__EXCERPTED PASSAGE__.
•••
In Figure 2, eight pieces of continuous point clouds are registered together to obtain a complete 360° frontal model, which contains the surface information of the fruit. At this point, the point cloud of the fruit bottom and the point cloud of the front are respectively obtained, and through preliminary processing, they are in the same world coordinate system, because the fruit surface is the convex body, the surface image and the bottom image taken by the camera can simultaneously acquire the characteristics of the points under the side. Then, through the registration of points collected at the bottom side of the fruit in different coordinate systems, the bottom rotation matrix and the translation vector are obtained, and the bottom model is further processed. Through these steps, a point cloud model with shape-preserving, accurate normal, and small curvature variance is obtained. Finally, the whole fruit model is obtained by the Poisson surface reconstruction method for the preprocessing-smoothed model point cloud p. The fruit’s stalk and pulp point cloud is obtained by frontal surface registering, while the fruit’s bottom point cloud is obtained by image acquisition and coordinate system transformation. The pulp and the bottom of the fruit are combination called fruit pulp in the next subsequent chapters, which is convenient for the subsequent separation of the fruit stalk.
•••
__PROVIDED MATERIAL__.
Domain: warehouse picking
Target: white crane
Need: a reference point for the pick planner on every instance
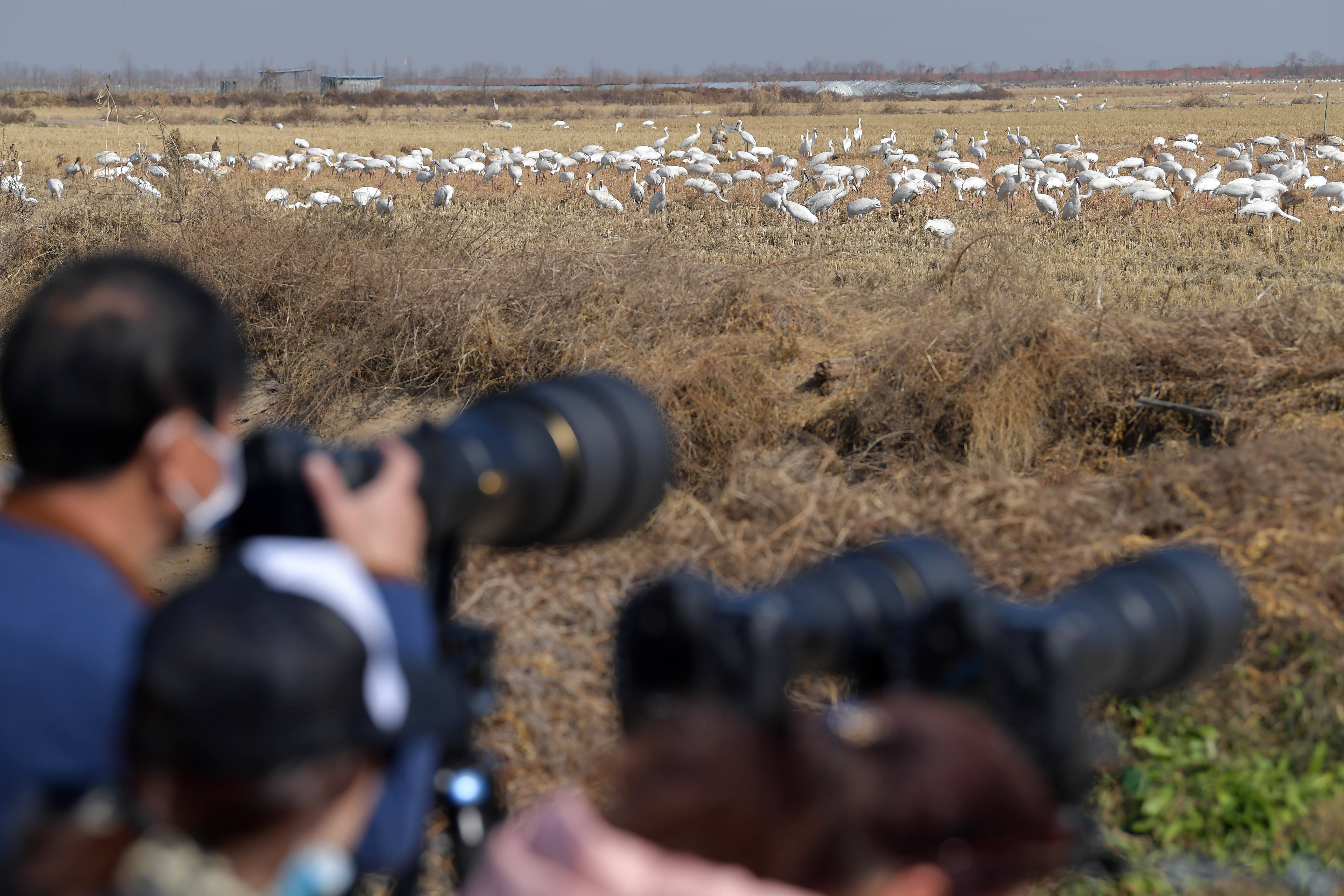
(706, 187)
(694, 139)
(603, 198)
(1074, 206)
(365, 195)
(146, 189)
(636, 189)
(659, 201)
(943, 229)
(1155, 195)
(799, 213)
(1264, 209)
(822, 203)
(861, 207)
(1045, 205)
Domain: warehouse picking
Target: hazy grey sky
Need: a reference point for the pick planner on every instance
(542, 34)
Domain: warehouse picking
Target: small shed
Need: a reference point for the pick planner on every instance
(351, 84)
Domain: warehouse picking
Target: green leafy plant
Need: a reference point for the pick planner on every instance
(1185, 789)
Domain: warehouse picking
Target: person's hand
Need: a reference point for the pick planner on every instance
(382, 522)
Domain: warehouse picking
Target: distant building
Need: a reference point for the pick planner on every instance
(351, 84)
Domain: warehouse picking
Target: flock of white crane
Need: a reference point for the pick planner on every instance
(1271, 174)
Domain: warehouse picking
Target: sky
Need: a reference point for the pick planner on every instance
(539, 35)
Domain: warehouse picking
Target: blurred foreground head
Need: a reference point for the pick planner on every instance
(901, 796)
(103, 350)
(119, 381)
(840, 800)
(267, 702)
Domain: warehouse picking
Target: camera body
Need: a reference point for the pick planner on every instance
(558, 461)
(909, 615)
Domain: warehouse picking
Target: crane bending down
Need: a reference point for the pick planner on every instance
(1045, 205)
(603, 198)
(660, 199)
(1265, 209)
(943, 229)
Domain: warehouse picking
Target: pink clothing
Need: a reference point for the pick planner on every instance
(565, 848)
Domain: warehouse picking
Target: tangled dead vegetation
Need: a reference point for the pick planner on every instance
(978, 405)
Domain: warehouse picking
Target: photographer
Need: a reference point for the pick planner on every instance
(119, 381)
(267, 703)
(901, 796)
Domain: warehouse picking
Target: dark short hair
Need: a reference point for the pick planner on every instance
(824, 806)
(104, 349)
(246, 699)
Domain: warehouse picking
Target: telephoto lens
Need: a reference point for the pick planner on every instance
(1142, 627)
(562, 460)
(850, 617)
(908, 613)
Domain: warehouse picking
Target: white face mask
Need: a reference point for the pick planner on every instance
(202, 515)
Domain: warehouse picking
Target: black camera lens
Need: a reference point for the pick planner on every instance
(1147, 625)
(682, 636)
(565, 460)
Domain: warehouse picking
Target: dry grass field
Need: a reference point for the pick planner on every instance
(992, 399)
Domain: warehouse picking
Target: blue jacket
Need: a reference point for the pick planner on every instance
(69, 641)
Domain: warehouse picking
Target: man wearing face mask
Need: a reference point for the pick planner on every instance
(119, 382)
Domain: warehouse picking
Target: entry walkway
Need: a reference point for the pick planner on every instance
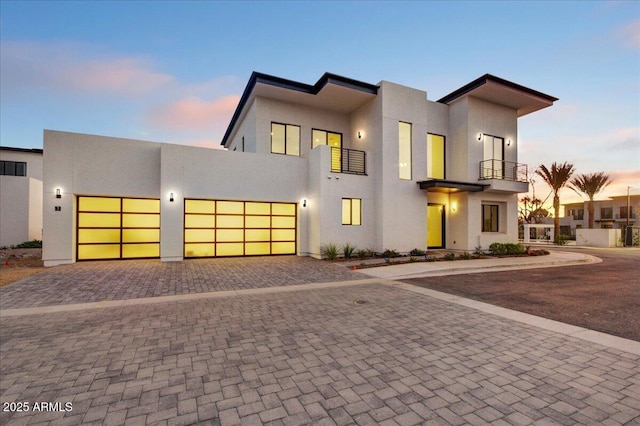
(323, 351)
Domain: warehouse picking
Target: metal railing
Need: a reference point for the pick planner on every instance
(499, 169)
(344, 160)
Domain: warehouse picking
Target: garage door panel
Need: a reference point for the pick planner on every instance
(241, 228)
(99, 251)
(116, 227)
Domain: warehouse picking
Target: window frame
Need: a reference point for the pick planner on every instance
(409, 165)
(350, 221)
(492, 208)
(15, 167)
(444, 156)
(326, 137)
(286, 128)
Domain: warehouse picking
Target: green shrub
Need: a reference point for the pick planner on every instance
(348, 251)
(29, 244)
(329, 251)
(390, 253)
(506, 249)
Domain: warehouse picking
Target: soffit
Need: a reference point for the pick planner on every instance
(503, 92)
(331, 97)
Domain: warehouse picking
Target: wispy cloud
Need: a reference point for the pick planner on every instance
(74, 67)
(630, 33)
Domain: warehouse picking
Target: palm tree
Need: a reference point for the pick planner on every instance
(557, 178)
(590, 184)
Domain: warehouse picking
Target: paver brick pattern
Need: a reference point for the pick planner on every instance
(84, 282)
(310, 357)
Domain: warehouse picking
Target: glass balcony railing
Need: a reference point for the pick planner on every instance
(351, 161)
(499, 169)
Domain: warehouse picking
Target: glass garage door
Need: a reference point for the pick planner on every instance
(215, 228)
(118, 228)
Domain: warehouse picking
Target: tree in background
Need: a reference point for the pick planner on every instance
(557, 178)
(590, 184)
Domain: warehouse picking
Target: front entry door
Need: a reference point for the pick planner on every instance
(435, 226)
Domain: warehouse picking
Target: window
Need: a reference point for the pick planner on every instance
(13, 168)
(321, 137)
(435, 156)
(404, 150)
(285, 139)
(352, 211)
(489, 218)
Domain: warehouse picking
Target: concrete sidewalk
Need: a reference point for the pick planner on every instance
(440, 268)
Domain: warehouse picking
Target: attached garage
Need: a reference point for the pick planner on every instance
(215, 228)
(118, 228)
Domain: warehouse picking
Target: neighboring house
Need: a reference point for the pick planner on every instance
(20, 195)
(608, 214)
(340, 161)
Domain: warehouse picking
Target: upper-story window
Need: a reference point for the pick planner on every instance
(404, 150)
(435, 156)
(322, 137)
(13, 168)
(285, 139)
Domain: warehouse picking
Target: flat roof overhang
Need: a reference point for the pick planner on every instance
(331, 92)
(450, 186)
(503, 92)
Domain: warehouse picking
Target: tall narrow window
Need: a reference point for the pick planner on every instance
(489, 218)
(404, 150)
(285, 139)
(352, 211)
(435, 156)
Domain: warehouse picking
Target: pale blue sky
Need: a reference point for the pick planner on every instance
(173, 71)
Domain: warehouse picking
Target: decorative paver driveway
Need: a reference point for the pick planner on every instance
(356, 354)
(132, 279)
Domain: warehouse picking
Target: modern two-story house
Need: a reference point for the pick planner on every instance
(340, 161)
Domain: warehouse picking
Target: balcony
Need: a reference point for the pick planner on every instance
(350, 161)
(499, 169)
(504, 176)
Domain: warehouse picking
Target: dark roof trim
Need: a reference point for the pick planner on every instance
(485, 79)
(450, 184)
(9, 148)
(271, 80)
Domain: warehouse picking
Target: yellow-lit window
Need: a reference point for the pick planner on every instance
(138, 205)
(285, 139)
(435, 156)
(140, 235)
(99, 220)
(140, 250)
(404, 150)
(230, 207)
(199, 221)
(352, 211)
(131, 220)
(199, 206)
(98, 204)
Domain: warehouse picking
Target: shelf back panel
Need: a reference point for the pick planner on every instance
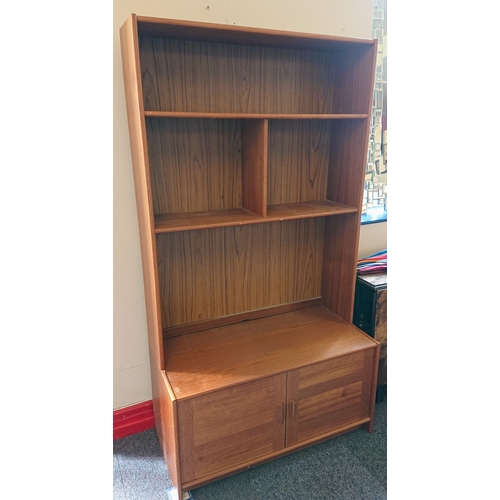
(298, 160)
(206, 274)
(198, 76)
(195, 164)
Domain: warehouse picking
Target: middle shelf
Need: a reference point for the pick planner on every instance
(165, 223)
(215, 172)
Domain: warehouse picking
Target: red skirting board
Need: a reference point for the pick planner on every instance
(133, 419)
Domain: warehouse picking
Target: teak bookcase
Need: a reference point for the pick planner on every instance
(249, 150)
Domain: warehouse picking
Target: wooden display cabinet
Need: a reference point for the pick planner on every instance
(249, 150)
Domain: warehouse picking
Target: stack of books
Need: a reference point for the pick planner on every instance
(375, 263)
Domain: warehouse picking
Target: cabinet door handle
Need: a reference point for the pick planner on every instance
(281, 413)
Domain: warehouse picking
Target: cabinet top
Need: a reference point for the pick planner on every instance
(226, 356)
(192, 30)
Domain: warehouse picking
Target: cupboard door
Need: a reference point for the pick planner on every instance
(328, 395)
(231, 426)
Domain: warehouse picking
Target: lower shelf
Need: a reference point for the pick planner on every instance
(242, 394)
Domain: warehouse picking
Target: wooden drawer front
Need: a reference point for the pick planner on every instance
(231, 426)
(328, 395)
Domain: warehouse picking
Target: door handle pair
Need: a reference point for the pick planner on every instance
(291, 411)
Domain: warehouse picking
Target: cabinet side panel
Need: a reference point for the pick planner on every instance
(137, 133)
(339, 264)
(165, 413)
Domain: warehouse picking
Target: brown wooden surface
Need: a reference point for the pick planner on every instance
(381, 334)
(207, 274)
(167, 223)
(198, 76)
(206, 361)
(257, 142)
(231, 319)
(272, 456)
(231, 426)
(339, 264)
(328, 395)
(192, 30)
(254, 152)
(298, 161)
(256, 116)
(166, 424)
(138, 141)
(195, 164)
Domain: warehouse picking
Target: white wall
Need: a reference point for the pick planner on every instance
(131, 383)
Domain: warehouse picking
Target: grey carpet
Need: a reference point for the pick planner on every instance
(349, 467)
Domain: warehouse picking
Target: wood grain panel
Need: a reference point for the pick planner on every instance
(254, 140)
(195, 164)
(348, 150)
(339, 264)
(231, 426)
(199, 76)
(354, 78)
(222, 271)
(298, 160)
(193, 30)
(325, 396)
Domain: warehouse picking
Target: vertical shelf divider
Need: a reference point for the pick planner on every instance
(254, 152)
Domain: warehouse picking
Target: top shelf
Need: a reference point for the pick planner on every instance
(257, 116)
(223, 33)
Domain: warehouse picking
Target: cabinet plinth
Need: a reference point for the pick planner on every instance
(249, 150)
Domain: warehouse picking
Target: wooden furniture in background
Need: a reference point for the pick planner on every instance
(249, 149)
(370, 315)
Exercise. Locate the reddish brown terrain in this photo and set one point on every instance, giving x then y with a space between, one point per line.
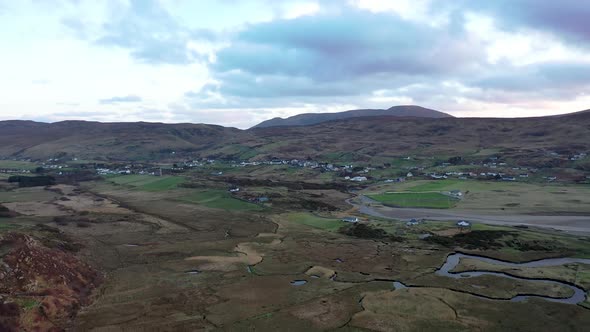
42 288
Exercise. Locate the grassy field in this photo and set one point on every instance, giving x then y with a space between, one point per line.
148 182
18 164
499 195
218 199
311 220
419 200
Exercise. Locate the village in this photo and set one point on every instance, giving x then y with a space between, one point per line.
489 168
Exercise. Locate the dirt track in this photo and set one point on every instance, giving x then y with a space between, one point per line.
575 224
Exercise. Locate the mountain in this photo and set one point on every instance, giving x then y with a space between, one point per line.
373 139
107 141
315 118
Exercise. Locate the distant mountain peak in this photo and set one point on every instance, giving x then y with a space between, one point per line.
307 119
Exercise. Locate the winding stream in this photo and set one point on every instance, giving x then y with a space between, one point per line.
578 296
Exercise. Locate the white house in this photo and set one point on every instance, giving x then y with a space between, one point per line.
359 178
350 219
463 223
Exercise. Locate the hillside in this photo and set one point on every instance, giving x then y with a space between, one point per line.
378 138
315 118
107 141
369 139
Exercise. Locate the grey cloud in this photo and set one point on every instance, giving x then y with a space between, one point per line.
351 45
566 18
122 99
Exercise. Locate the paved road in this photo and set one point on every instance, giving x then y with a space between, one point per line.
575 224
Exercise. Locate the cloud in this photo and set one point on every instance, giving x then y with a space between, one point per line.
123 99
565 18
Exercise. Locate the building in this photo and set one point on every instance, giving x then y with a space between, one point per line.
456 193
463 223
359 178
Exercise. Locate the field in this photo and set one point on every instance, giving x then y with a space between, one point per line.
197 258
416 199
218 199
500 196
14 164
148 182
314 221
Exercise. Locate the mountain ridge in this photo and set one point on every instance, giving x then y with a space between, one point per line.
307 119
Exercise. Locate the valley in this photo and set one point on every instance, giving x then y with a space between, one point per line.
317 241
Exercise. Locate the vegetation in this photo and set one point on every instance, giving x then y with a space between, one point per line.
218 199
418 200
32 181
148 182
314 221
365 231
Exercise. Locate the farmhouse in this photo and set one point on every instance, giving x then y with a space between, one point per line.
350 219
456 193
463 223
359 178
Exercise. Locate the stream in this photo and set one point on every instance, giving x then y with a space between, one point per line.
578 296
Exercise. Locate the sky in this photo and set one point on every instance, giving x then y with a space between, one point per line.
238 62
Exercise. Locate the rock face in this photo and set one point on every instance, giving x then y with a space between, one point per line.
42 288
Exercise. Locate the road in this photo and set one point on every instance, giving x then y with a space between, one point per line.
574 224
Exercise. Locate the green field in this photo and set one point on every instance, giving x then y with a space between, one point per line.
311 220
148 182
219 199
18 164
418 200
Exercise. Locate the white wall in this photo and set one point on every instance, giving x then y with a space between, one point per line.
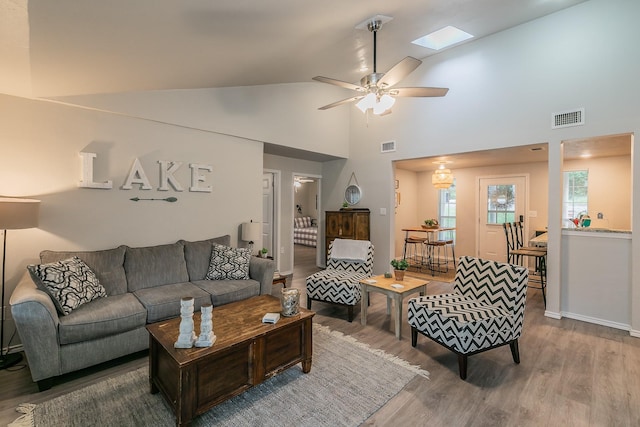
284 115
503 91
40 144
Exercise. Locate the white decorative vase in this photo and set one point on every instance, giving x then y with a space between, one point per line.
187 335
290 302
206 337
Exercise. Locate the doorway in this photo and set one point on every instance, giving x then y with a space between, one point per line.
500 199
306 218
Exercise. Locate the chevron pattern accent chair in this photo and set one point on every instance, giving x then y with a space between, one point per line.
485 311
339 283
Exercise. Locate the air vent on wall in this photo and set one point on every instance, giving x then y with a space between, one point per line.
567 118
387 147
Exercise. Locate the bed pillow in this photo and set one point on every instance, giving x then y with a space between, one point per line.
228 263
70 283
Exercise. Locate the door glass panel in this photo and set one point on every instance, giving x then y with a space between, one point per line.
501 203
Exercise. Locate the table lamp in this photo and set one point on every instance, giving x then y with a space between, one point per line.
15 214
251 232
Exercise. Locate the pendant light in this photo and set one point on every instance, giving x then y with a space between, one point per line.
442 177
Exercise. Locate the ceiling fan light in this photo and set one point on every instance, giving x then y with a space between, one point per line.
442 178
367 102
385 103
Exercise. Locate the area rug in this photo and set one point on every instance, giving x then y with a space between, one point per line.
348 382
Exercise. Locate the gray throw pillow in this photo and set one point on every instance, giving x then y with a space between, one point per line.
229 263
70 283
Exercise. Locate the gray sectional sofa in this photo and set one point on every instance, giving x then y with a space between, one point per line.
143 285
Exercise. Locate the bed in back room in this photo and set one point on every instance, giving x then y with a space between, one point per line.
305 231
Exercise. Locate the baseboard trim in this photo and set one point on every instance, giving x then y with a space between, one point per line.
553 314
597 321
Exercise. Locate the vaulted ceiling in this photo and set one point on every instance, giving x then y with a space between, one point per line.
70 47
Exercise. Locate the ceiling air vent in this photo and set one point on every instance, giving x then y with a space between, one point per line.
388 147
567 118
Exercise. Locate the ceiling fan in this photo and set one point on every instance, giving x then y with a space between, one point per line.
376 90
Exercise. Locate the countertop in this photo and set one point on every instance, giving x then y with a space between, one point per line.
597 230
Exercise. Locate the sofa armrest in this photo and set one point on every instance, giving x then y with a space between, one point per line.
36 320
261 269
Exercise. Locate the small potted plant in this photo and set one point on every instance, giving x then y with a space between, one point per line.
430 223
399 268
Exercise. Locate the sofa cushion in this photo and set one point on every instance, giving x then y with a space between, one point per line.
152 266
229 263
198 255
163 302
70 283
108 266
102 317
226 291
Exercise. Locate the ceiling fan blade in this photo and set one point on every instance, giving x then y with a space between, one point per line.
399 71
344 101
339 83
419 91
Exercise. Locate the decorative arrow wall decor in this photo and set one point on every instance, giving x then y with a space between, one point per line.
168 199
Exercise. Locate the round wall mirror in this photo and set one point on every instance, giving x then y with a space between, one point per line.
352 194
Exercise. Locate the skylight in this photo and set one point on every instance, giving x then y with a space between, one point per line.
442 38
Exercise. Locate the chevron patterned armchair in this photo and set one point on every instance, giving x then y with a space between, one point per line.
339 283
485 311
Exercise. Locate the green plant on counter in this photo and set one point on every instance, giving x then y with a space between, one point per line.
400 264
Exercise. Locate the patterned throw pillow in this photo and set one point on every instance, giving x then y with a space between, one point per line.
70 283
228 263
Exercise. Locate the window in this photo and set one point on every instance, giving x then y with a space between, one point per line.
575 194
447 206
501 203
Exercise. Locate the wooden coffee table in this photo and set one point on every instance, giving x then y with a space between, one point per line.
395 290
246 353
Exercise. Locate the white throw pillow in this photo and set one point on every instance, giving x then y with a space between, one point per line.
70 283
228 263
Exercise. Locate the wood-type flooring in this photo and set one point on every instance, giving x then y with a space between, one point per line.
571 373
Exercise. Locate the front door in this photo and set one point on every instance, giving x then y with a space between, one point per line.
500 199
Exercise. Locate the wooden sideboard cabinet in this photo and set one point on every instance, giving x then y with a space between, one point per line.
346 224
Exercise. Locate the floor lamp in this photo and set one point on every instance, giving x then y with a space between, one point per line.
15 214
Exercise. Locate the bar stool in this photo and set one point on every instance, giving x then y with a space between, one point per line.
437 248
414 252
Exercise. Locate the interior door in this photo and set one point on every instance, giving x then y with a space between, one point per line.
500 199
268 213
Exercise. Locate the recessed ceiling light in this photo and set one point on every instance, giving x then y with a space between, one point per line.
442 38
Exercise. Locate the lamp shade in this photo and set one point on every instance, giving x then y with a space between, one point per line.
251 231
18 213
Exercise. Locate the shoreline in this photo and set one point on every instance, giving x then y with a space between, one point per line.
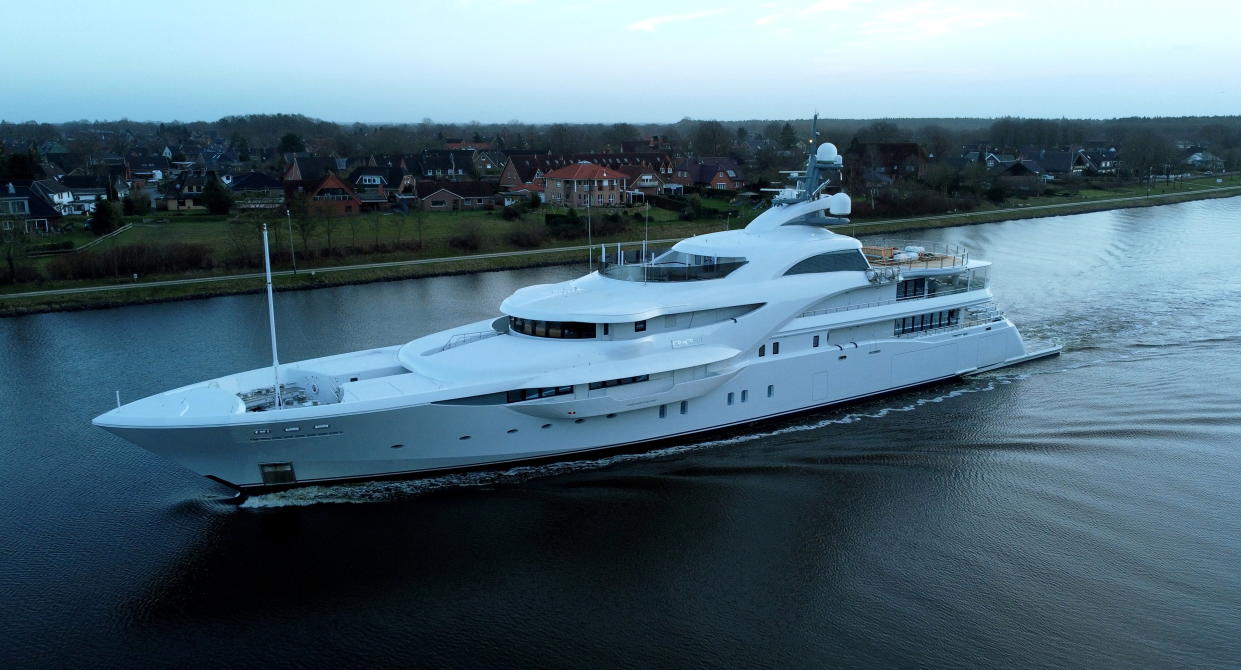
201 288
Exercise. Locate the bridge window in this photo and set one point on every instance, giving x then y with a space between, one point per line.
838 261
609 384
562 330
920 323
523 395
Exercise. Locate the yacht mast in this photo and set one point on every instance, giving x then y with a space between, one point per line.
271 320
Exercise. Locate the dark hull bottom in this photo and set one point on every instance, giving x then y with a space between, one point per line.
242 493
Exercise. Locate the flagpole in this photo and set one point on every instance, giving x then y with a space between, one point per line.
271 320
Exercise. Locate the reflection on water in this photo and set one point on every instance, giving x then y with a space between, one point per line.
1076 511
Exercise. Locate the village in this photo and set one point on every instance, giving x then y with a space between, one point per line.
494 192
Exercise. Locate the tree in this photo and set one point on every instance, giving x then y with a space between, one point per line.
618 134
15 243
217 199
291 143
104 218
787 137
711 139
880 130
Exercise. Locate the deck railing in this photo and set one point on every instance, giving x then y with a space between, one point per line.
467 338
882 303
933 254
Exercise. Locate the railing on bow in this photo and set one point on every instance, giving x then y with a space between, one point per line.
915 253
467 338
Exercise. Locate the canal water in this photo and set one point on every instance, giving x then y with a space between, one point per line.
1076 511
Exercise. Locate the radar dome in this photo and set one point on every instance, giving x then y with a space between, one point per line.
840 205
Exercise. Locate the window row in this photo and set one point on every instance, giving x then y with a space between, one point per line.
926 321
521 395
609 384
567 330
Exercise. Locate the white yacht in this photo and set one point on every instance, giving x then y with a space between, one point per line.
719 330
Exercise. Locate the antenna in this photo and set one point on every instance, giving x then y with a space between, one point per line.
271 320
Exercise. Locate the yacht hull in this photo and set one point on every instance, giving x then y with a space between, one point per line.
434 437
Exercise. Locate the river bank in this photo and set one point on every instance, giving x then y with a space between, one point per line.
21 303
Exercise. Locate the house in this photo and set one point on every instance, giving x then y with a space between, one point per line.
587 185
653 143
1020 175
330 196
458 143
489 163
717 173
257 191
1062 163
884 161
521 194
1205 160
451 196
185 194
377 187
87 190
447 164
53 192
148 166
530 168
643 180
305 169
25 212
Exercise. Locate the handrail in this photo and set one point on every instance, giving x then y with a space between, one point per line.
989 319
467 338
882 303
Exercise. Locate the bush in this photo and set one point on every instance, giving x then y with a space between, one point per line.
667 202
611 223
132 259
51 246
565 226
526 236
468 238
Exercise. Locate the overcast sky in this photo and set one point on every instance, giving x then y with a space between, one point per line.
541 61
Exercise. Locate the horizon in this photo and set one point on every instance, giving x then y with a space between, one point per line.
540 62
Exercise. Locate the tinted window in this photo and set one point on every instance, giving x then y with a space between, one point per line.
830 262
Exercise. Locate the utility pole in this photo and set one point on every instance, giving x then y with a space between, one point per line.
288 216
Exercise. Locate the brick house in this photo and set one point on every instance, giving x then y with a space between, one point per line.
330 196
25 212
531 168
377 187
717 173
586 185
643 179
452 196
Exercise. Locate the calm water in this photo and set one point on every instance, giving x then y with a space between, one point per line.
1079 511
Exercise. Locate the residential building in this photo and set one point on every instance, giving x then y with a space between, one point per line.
•••
Please reproduce the passage on building a fruit point cloud model word for word, from beginning to end.

In Figure 2, eight pieces of continuous point clouds are registered together to obtain a complete 360° frontal model, which contains the surface information of the fruit. At this point, the point cloud of the fruit bottom and the point cloud of the front are respectively obtained, and through preliminary processing, they are in the same world coordinate system, because the fruit surface is the convex body, the surface image and the bottom image taken by the camera can simultaneously acquire the characteristics of the points under the side. Then, through the registration of points collected at the bottom side of the fruit in different coordinate systems, the bottom rotation matrix and the translation vector are obtained, and the bottom model is further processed. Through these steps, a point cloud model with shape-preserving, accurate normal, and small curvature variance is obtained. Finally, the whole fruit model is obtained by the Poisson surface reconstruction method for the preprocessing-smoothed model point cloud p. The fruit’s stalk and pulp point cloud is obtained by frontal surface registering, while the fruit’s bottom point cloud is obtained by image acquisition and coordinate system transformation. The pulp and the bottom of the fruit are combination called fruit pulp in the next subsequent chapters, which is convenient for the subsequent separation of the fruit stalk.